- **Available data**

++++++

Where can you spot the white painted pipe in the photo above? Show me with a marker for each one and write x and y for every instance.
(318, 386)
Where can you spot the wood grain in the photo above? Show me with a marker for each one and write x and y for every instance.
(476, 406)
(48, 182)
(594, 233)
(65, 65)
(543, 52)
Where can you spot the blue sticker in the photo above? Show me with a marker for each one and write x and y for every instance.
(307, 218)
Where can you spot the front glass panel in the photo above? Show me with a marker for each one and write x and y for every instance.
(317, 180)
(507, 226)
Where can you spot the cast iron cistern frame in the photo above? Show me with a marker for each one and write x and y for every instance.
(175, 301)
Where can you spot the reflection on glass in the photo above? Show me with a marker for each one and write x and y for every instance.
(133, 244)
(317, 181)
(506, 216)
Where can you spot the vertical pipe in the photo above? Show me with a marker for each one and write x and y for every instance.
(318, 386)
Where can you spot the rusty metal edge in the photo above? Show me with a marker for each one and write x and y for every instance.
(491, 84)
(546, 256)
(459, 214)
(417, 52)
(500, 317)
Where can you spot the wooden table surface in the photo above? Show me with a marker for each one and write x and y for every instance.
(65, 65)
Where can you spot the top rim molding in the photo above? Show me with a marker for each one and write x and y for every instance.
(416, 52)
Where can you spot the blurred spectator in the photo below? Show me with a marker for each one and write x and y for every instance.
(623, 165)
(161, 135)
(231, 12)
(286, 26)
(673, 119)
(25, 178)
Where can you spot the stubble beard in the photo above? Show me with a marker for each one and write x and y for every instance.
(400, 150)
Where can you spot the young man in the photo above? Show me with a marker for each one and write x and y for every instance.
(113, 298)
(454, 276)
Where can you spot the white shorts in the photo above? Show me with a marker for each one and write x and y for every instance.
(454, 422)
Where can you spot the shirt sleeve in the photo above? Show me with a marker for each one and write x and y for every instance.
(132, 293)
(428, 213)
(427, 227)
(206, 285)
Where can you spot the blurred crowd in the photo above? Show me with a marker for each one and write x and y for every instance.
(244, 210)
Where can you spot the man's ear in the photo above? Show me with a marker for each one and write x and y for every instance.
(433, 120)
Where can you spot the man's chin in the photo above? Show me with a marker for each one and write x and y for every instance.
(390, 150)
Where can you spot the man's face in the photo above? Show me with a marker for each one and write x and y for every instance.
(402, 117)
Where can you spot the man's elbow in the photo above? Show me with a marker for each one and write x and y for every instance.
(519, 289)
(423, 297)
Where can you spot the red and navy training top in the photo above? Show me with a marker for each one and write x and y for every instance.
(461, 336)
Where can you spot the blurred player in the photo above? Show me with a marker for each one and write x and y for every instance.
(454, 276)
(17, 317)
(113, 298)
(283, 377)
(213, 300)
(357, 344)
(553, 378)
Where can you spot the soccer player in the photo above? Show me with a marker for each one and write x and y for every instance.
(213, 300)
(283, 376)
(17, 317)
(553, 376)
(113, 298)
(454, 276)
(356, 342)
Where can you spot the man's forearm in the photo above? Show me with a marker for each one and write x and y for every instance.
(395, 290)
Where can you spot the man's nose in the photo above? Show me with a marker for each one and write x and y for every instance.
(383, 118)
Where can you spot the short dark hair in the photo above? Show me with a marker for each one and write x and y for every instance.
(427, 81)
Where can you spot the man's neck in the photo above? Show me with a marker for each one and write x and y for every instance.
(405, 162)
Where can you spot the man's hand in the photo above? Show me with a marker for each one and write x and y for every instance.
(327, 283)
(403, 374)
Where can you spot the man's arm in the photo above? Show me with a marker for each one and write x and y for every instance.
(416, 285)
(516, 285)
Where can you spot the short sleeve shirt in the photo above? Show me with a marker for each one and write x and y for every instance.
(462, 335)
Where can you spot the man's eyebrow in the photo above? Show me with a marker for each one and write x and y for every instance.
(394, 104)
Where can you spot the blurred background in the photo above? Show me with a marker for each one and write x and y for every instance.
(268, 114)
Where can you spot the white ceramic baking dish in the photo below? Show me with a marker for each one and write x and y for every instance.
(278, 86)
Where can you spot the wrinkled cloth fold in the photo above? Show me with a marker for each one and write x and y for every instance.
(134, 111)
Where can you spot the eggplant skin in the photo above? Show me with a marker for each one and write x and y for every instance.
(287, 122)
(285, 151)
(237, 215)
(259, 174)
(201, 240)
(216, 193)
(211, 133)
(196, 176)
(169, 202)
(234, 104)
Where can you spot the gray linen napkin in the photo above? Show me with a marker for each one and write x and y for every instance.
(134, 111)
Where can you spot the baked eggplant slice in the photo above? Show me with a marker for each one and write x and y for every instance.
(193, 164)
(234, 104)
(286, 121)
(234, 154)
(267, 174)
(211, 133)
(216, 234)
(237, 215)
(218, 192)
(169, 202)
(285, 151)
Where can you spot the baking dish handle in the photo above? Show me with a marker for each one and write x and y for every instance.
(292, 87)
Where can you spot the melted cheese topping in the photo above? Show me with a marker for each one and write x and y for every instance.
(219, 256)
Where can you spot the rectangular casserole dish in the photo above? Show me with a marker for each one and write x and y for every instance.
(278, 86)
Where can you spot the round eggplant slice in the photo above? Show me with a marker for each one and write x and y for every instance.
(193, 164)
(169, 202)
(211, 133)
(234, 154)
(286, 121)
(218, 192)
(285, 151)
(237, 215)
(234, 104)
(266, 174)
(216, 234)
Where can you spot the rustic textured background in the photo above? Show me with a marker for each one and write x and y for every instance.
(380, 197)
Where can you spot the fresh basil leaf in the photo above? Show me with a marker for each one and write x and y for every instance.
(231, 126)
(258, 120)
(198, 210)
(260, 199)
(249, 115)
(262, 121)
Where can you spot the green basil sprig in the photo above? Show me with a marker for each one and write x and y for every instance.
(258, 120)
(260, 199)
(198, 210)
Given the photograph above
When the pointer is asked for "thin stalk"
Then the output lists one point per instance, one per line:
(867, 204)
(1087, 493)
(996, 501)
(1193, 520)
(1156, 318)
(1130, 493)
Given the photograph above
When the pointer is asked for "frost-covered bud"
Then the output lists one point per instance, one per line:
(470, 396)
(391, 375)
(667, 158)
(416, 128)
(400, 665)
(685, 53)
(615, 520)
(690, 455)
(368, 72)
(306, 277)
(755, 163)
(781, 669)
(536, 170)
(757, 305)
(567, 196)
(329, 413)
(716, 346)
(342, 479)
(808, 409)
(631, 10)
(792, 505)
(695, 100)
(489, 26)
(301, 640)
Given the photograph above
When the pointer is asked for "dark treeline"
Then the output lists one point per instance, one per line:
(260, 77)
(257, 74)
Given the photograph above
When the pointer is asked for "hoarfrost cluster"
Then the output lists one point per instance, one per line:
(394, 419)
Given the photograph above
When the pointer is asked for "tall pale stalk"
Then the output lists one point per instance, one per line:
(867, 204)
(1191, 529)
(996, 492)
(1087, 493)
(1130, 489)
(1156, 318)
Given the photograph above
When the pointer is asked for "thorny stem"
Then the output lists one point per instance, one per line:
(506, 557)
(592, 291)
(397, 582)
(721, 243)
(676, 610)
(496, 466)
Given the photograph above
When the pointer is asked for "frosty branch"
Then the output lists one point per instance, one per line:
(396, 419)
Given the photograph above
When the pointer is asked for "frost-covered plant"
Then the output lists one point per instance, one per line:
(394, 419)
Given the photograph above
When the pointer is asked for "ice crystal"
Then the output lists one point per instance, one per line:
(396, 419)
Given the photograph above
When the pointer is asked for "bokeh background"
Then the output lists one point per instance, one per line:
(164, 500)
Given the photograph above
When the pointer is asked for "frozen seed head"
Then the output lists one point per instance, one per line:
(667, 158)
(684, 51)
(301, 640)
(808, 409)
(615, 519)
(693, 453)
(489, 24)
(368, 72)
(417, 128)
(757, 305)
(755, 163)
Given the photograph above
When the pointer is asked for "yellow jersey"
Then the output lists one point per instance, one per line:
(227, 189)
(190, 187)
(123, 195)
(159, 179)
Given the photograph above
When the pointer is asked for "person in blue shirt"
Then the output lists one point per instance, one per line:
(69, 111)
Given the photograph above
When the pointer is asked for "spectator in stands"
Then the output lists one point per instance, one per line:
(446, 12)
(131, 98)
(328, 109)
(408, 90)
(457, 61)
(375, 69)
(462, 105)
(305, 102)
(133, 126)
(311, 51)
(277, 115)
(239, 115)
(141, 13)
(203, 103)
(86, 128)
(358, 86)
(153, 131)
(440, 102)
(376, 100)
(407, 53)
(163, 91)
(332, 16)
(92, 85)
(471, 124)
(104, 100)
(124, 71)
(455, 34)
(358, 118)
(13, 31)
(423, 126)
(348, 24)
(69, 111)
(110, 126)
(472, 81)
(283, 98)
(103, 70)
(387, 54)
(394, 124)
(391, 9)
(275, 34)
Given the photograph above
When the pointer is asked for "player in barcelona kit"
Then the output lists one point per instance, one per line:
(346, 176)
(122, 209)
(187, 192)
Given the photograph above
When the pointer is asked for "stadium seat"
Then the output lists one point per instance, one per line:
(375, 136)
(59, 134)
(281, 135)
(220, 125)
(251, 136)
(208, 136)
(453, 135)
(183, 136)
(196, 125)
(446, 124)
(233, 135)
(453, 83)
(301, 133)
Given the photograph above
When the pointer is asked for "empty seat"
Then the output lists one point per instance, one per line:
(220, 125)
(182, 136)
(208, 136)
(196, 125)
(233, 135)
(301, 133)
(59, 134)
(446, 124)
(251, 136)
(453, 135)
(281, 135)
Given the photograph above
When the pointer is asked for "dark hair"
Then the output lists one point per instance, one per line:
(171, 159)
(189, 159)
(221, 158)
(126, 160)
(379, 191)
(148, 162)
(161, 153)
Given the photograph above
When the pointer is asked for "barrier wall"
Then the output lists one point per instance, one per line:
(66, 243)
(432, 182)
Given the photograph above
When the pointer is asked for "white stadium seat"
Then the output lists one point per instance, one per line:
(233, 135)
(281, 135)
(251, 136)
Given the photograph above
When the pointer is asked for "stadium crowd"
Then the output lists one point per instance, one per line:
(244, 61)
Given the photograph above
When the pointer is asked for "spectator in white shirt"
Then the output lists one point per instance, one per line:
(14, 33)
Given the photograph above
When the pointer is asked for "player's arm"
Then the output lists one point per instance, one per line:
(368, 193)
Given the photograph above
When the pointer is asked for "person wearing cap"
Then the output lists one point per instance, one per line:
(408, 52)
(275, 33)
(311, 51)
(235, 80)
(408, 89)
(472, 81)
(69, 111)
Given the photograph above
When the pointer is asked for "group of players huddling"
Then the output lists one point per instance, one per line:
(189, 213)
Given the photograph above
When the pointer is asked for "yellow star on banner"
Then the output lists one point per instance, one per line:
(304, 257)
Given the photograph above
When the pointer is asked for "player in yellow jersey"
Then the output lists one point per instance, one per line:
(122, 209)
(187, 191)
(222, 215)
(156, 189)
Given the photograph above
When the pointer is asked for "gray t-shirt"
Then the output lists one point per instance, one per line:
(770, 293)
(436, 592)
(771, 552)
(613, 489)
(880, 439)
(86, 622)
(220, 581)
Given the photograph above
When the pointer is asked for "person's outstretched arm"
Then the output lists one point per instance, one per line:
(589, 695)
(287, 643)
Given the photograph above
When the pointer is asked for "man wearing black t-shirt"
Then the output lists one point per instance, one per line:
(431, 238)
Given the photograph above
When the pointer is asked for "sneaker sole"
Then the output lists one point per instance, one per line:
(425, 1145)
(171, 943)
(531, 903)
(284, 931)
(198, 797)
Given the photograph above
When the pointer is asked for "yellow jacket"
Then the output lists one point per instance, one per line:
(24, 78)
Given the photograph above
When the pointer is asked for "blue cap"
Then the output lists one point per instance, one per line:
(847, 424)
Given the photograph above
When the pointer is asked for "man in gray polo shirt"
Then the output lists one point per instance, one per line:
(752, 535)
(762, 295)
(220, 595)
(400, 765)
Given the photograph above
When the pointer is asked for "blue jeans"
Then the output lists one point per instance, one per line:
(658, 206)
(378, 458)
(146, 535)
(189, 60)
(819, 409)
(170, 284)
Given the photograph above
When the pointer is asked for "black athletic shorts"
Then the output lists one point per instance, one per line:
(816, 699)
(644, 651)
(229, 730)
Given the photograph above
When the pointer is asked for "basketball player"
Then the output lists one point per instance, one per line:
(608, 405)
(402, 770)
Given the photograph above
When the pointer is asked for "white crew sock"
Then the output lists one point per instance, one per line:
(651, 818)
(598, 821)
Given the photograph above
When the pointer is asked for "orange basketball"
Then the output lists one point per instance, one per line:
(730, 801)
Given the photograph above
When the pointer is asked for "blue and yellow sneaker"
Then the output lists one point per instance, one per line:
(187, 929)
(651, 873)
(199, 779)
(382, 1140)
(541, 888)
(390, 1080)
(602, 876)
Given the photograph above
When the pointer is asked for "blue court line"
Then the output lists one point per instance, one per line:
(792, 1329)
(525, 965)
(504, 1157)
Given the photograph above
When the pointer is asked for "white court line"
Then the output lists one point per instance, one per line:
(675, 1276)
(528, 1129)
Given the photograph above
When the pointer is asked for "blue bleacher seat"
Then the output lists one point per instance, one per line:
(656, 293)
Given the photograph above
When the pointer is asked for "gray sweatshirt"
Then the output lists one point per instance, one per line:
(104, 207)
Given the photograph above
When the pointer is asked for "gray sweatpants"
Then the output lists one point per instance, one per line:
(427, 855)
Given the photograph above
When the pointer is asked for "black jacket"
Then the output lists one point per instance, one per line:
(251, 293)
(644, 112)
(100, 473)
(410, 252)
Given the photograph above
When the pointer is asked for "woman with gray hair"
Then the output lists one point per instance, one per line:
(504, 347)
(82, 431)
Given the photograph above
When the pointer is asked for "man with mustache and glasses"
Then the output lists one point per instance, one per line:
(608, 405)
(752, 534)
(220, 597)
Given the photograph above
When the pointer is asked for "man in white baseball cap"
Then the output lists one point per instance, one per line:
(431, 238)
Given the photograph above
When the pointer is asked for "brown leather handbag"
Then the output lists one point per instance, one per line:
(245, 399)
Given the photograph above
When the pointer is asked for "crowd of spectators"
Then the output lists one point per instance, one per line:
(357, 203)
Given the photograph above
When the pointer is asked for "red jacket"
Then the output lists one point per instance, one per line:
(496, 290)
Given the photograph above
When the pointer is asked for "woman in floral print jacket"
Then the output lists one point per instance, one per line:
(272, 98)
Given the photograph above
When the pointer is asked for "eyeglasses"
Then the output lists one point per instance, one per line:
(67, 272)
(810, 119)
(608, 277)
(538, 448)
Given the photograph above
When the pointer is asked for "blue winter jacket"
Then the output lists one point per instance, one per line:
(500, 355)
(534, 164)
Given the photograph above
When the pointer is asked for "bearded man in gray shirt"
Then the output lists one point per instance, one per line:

++++++

- **Task goal**
What lines above contain the word "black"? Return each such line.

- **Response to the task**
When the pointer is asked for "man wearing black t-shirt"
When the pointer is asked for "black athletic shorts"
When the pointer is asked for "black jacket"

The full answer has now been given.